━━━ SOURCE INFORMATION ━━━
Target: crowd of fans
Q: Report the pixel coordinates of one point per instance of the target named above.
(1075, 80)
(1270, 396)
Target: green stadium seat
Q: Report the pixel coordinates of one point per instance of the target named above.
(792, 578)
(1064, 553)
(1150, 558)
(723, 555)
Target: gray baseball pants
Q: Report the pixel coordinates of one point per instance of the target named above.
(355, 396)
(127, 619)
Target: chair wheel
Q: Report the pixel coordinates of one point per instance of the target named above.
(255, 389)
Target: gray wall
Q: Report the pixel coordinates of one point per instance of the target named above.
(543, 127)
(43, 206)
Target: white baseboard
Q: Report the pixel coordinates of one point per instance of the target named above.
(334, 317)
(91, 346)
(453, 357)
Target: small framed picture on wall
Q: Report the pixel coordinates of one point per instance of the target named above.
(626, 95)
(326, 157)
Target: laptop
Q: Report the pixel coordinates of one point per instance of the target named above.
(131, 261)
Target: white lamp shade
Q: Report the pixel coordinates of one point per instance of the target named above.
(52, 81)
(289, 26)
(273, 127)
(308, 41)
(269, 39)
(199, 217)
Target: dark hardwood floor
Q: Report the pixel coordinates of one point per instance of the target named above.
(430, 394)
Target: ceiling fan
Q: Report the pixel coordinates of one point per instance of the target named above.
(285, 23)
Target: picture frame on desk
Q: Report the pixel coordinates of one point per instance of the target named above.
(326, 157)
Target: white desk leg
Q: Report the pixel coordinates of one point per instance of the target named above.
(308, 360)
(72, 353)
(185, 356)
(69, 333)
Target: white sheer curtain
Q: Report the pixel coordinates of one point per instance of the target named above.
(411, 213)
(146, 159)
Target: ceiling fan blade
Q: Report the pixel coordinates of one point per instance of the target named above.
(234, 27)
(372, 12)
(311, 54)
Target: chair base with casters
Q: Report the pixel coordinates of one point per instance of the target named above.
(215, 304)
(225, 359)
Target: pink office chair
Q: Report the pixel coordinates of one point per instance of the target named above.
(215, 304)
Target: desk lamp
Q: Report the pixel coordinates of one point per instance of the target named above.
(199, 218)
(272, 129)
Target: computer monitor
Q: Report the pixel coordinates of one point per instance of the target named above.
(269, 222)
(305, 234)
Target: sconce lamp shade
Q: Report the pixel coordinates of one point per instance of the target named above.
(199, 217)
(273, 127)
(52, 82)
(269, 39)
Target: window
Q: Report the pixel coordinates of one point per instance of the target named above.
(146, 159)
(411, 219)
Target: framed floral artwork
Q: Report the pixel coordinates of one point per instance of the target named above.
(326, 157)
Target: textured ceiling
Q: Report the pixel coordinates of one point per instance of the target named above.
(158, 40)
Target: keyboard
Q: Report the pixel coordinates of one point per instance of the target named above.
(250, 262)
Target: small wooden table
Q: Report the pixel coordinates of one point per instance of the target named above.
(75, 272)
━━━
PROBLEM DESCRIPTION.
Print the material exactly. Include every line.

SOLUTION TO THE PROBLEM.
Target: crowd of fans
Q: Report the pixel coordinates of one point per instance of the target named above.
(1075, 80)
(1270, 396)
Target: green stadium seat
Q: Report the pixel coordinates of one point per instance of the target named above.
(792, 578)
(1064, 553)
(1150, 558)
(723, 555)
Target: gray baseball pants
Q: Report the pixel coordinates of one point per instance of the target named above.
(355, 396)
(127, 619)
Target: chair wheel
Q: Report the pixel coordinates of one point per instance of the target named above.
(255, 389)
Target: gray wall
Q: Report the pixel coordinates of one point per instance of the target named above.
(543, 127)
(43, 206)
Target: white baseboard
Q: Report the pixel coordinates of one point per instance of the target named above.
(334, 317)
(91, 346)
(453, 357)
Target: small framed picture on wall
Q: Report the pixel coordinates of one point per instance of the target named above.
(626, 95)
(326, 157)
Target: laptop
Q: Report the pixel coordinates of one point per instance of the target named above.
(131, 261)
Target: white lamp shade
Q: Report the pixel coordinates of one point per instance of the target named above.
(52, 81)
(289, 26)
(273, 127)
(308, 41)
(269, 39)
(199, 217)
Target: dark hardwood floor
Q: Report the pixel coordinates of one point per instance of the target named above.
(430, 394)
Target: ceiling fan
Q: Report the pixel coordinates of one point per instance of the target named above.
(285, 23)
Target: picture frame on desk
Q: Report the pixel coordinates of one point per instance of the target named above.
(326, 157)
Target: white desk leg
Q: Report the pixel coordinates of one point per instance of the target named above.
(308, 360)
(72, 353)
(185, 356)
(69, 333)
Target: white sheer curtain
Q: Report the pixel coordinates of one point per instance of the target named above.
(411, 213)
(146, 159)
Target: ceiling fan blade
Q: Report the pixel coordinates of one point per instance of the target named above.
(234, 27)
(372, 12)
(311, 54)
Target: chair base with casters
Q: Report the pixel coordinates of one point per instance of the target named above.
(215, 304)
(225, 359)
Target: pink office chair
Q: Report the pixel coordinates of one point per instance of the target named above.
(215, 304)
Target: desk lamp
Q: Report the pixel coordinates of one point per instance of the target named above.
(199, 218)
(272, 129)
Target: computer monitor
Q: Report the pixel coordinates of one point per instance of the target named above.
(269, 222)
(305, 234)
Target: sconce lamp shade
Q: Report the pixel coordinates of one point per instance of the target named above.
(199, 217)
(273, 127)
(52, 82)
(269, 39)
Target: window
Q: Report the pixel coordinates of one point per instance of the target named above.
(146, 159)
(411, 219)
Target: framed floral artwork
Q: Report the pixel coordinates of one point per instance of the target named above.
(326, 157)
Target: textured ceiling
Q: Report the pixel coordinates of one point per instance of the target named above.
(158, 40)
Target: keyboard
Q: Report the pixel coordinates of one point per instance of the target named above.
(250, 262)
Target: small wooden table
Q: Report the pixel coordinates of one point per instance of the target named above.
(75, 272)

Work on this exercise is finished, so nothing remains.